Prove for all sequences $\{a_n\}$ and $\{b_n\}$, if $\lim a_n = a$ and $\lim b_n = b$, then $\lim a_n + b_n = a+b$ entirely in first-order logic

Question

I already know how to prove this statement in "English," but I would to see a proof of it entirely in first-order logic. Here is the English proof:

(1) Let $\{a_n\}$ and $\{b_n\}$ be arbitrary sequences.

(2) Assume $\lim_{n\to\infty} a_n = a$ and $\lim_{n\to\infty} b_n = b$.

(3) This means for every $\epsilon_a >0$ there exists $N_a$ such that for every $n \in N$, if $n\geq N_a$, then $\left|a_n-a\right|< \epsilon_a$ and for every $\epsilon_b >0$ there exists $N_b$ such that for every $n \in N$, if $n\geq N_b$, then $\left|b_n-b\right|< \epsilon_b$.

(4) Now, let $\epsilon>0$.

(5) Since $\lim a_n = a$ and $\lim b_n = b$, there exists $N_a$ such that for every $n \in N$, if $n\geq N_a$, then $\left|a_n-a\right|< \epsilon_a= \epsilon/2$ and there exists $N_b$ such that for every $n \in N$, if $n\geq N_b$, then $\left|b_n-b\right|< \epsilon_b = \epsilon/2$.

(6) Choose $N=\max\{N_a, N_b\}$.

(7) Let $n$ be a natural number.

(8) Assume $n\geq N$.

(9) Notice that $\left|(a_n + b_n) - (a+b)\right| = \left|a_n + b_n - a - b\right| = \left|(a_n-a) + (b_n-b)\right|$.

(10) By the triangle inequality we have $\left|(a_n-a) + (b_n-b)\right|\leq \left|a_n-a\right| + \left|b_n-b\right|$.

(11) Since $N=\max\{N_a, N_b\}$, if $N=N_a$, then $N=N_a\geq N_b$. Also, since $n\geq N$, we have $n\geq N_a\geq N_b$. So, $\left|a_n-a\right|< \epsilon/2$ and $\left|b_n-b\right|< \epsilon/2$. The same result holds if $N=N_b$.

Prompt: Could you output the passage of the post about proving the limit of a sum from "(5) Since $\lim" up to and including "Assume $n\geq N$.", copied word for word?

A block of data:

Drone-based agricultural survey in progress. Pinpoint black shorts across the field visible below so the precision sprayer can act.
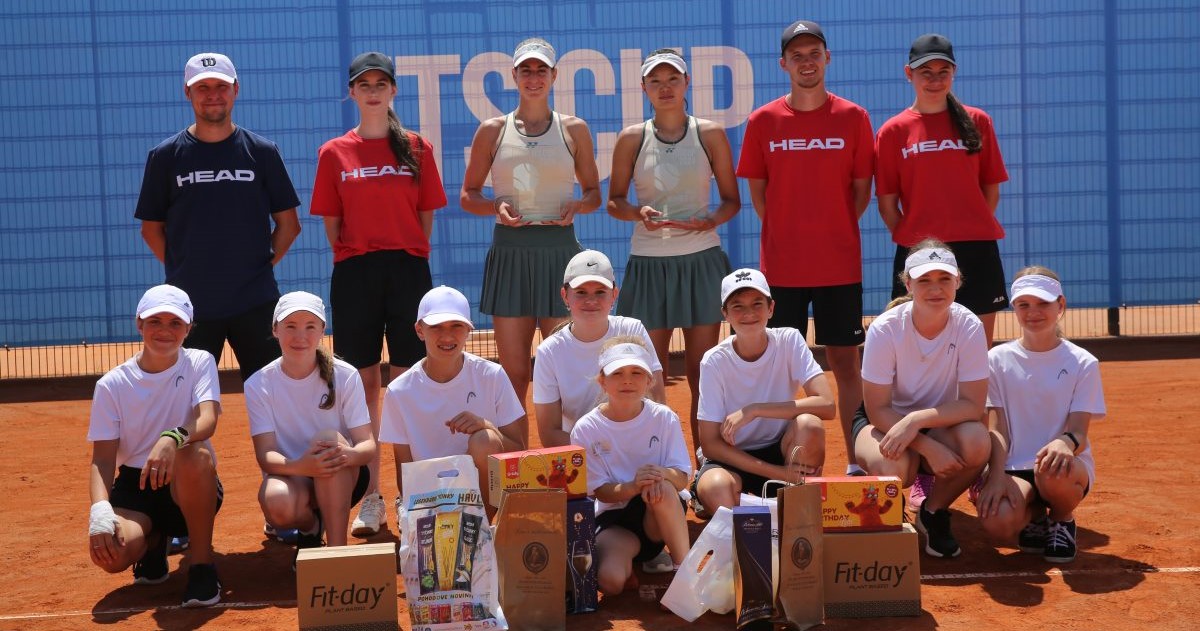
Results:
[596,495,688,563]
[892,241,1008,316]
[1004,469,1092,499]
[108,464,224,536]
[767,283,866,347]
[329,250,433,368]
[184,301,280,381]
[691,445,784,498]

Exercise result:
(5) Since $\lim a_n = a$ and $\lim b_n = b$, there exists $N_a$ such that for every $n \in N$, if $n\geq N_a$, then $\left|a_n-a\right|< \epsilon_a= \epsilon/2$ and there exists $N_b$ such that for every $n \in N$, if $n\geq N_b$, then $\left|b_n-b\right|< \epsilon_b = \epsilon/2$.

(6) Choose $N=\max\{N_a, N_b\}$.

(7) Let $n$ be a natural number.

(8) Assume $n\geq N$.